WORK TO COMPLETE
1 > In the passage on December stock performance, which month has had the highest average gain since 1950?
2 > Return, word for word, the portion of the passage on December stock performance from "Sam Stovall, CFRA’s" up to and including "apparently successful vaccines.".

SELECTED TEXT
December so far is not living up to its reputation as one of the year’s best months. After breaking a four-day losing streak on Tuesday, the S&P 500 has inched further ahead—and now it’s up 2.5% for the month. That’s not such a big deal in bull-market 2020.
Historically, since 1950, December has been the second best month (up an average 1.37%) after November (1.42%). Thus far, this month, which we’re halfway through, the index has gained 2.49%. But 2020, after recovering from a horrendous February-March plunge, is turning out well, with the benchmark up 14.56% year to date.
That makes this December the sixth best month of the year, if it stays near where it is now. Its performance pales before the big rebound months, like this April’s full-month advance, the champ at 12.68%, followed by second-place November at 10.75%.
Sam Stovall, CFRA’s chief investment strategist, sees just an incremental increase for the rest of this month. “The US equity market,” he wrote in a report, “appears to be traveling on end-of-year autopilot, which should allow share prices to drift higher, unless they hit an unanticipated pothole.”
The good news seems to be baked in, with almost no major unknowns, such as the outcome of the presidential race, hanging over its head. The remaining X factor is the course of the surging pandemic, but there’s reason to be optimistic about that, given the mass deployment of apparently successful vaccines.

SOURCE INFORMATION
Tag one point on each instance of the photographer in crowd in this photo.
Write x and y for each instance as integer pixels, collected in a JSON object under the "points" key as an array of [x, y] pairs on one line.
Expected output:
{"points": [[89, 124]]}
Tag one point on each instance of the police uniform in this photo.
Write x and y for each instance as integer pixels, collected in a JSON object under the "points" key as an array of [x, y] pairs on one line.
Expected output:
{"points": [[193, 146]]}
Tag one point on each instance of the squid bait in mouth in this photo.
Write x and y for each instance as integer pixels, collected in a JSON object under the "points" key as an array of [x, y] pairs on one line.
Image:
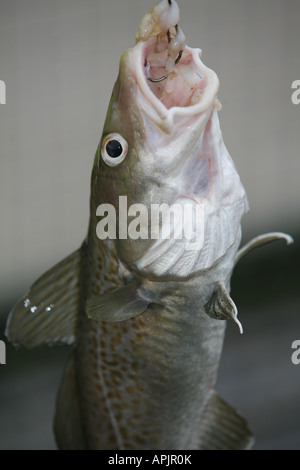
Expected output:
{"points": [[146, 317]]}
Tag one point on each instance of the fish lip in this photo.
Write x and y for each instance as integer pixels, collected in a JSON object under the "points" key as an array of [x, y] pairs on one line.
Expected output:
{"points": [[152, 105]]}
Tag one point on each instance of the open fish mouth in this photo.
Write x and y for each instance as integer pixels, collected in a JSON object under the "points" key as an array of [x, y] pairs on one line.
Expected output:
{"points": [[172, 79]]}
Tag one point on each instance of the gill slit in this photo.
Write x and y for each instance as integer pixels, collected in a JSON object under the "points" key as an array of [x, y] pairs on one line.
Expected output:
{"points": [[107, 400]]}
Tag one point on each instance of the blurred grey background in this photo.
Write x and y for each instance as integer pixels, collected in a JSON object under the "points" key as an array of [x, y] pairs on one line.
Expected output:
{"points": [[59, 60]]}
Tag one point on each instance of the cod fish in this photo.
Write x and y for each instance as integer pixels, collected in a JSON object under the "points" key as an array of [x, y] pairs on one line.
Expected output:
{"points": [[146, 313]]}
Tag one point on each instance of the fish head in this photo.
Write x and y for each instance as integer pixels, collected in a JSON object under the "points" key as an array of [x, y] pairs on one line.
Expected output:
{"points": [[162, 146]]}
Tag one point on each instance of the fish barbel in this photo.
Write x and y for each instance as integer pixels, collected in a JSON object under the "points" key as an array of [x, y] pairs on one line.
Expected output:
{"points": [[146, 314]]}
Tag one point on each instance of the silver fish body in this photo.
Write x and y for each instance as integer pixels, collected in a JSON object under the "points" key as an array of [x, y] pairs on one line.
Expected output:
{"points": [[146, 315]]}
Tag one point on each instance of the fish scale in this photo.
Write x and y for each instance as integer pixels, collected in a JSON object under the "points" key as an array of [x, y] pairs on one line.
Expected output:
{"points": [[146, 317]]}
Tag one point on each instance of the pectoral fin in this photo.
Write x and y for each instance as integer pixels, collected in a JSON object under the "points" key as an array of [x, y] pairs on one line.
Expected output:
{"points": [[48, 313], [118, 305], [222, 428], [221, 307]]}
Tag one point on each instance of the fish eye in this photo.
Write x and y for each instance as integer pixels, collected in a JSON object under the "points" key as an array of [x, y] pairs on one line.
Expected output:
{"points": [[114, 149]]}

SOLUTION LIST
1 > November, with an average gain of 1.42%.

2 >
Sam Stovall, CFRA’s chief investment strategist, sees just an incremental increase for the rest of this month. “The US equity market,” he wrote in a report, “appears to be traveling on end-of-year autopilot, which should allow share prices to drift higher, unless they hit an unanticipated pothole.”
The good news seems to be baked in, with almost no major unknowns, such as the outcome of the presidential race, hanging over its head. The remaining X factor is the course of the surging pandemic, but there’s reason to be optimistic about that, given the mass deployment of apparently successful vaccines.